Text block below:
The long-read for Ukraine

I often ask a group of judges a simple question. Tell us something about your life that will surprise me? Many lean into war stories of pyrrhic victory in this or that infamous case. Others choose to share more intimate detail. 

My confession leaves some in open-mouthed astonishment. I was once a professional ballet dancer. Now, stop giggling! And that is ‘ballet’ not ‘belly’. I took three months off my law studies and joined the Victoria Ballet Company’s tour of Petrushka, Stravinsky's tragicomedy celebrating the Russian Punch. The famous Valery and Galina Panov led the troupe. 

I danced in the corps de ballet 6 nights and 4 matinees a week. At my call back, I still believe I was dreadfully typecast. The director — a harsh, cane-wielding, humourless, ballet mistress — had me dance the parts of a bear in the fourth tableau and a goat in the first! In the second half, we danced a more ‘modern’ circus piece. Again, typecast, I was a drunk. One night I dropped my ballerina mid ‘portee’, and her failed ‘fish dive’ saw an awkward crash land. Exit stage left, immediate return to the law, dancing career in ruins.
End of Text block.
Recorded information below:
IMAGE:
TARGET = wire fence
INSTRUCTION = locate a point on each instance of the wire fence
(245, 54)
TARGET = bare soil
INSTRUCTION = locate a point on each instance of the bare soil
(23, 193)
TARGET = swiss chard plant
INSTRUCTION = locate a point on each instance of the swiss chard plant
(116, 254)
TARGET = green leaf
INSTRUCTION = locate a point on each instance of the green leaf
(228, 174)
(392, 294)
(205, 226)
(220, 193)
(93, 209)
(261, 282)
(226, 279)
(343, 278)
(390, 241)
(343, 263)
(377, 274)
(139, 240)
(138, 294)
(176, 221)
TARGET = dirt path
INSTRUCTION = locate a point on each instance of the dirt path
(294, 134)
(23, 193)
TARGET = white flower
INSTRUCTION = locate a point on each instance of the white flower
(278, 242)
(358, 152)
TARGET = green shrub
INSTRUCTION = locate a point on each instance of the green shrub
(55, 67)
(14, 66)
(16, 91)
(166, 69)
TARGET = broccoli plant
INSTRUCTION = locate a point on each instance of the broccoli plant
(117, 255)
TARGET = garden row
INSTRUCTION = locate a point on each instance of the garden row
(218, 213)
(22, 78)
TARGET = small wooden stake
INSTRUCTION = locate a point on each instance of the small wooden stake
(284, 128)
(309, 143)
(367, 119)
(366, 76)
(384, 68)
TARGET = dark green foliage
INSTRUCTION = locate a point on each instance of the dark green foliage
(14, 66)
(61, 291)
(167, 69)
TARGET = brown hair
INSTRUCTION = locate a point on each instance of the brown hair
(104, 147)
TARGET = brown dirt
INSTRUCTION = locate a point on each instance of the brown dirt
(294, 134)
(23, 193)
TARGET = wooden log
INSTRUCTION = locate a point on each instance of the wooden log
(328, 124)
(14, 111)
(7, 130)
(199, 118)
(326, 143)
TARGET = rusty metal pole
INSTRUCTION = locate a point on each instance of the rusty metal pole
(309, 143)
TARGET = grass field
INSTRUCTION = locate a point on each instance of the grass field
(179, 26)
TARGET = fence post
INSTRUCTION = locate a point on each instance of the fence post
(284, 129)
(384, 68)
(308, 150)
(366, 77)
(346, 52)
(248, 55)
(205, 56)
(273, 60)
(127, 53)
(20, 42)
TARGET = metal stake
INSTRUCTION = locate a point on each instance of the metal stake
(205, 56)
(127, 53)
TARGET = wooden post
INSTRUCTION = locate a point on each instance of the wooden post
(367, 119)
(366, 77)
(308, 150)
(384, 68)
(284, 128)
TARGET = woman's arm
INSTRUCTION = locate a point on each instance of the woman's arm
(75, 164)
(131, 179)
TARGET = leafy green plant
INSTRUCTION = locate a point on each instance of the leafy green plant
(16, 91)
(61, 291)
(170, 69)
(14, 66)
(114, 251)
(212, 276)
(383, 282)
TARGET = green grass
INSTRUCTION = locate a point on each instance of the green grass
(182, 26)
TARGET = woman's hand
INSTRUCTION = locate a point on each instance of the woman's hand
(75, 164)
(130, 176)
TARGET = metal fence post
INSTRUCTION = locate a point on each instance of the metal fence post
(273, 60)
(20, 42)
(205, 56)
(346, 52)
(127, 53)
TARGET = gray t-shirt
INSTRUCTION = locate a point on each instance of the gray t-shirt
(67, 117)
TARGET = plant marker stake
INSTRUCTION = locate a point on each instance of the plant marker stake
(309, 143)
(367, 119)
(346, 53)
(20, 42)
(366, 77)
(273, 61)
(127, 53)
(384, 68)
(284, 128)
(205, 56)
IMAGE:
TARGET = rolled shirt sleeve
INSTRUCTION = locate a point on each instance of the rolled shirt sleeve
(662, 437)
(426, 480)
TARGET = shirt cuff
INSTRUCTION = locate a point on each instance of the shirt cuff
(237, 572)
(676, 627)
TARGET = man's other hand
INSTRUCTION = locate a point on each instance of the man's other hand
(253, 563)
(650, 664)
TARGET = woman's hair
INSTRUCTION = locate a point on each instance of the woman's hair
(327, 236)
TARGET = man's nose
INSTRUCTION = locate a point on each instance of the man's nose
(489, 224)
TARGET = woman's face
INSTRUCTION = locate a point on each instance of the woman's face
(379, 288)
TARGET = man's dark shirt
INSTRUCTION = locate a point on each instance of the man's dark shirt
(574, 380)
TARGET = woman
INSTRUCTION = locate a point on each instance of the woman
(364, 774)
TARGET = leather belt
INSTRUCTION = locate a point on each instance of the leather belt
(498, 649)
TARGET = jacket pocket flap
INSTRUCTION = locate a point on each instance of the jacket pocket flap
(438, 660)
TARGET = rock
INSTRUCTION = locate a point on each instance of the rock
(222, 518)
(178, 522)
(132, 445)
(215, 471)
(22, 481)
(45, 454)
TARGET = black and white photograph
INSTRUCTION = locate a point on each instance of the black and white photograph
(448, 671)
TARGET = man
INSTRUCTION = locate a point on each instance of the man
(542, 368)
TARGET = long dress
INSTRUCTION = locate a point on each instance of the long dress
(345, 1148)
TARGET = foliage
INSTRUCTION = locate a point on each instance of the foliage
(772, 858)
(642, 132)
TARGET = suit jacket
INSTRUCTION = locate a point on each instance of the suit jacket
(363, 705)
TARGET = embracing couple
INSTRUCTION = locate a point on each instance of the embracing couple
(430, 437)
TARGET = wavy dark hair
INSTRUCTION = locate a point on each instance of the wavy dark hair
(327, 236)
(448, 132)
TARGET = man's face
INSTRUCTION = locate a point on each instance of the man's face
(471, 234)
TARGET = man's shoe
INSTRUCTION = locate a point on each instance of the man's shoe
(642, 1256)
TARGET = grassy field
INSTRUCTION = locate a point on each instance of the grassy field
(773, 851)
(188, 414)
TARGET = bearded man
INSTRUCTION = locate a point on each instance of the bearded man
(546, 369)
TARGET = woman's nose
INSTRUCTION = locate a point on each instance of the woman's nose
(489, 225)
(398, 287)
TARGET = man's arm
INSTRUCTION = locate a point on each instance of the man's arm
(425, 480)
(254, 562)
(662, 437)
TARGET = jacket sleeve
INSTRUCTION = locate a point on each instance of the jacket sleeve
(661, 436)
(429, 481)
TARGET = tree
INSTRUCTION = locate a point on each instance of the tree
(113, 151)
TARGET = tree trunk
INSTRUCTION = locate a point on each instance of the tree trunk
End of Recorded information.
* Task 1 *
Answer from the ballet text above the lines:
(a) Whose tour did the narrator join?
(b) How many nights and matinees a week did the narrator dance in the corps de ballet?
(c) What part did the narrator dance in the circus piece?
* Task 2 *
Continue the ballet story from where it stops.

* Exercise output 1 *
(a) The Victoria Ballet Company's tour of Petrushka.
(b) 6 nights and 4 matinees a week.
(c) A drunk.

* Exercise output 2 *
For years, Valery Panov was the premier dancer in Russia. His wife Galina was a ballerina of exhilarating potential. Then, in March of 1972, they applied for an exit visa and a new life in Israel. The refusal was accompanied by stunning repercussions. Labelled “refuseniks”, they were arrested and imprisoned, and Galina was demoted from prima ballerina of the Kirov to the corps de ballet. Internal exile followed the arrest, and the KGB demanded that Galina divorce Valery or never dance again.

The KGB, however, underestimated the world’s ballet lovers. So strong was the international reaction to the banishment of the Panovs that in 1974, the world tour of the Kirov had to be cancelled. The Panovs had become an embarrassment unmatched in the Soviet Union since Nikita Khrushchev buckled under the Cuban missile crisis. The government had little choice but to let them go. In 1975 after they entered Israel, they began the delicate process of recovering their art. The antipodean tour followed.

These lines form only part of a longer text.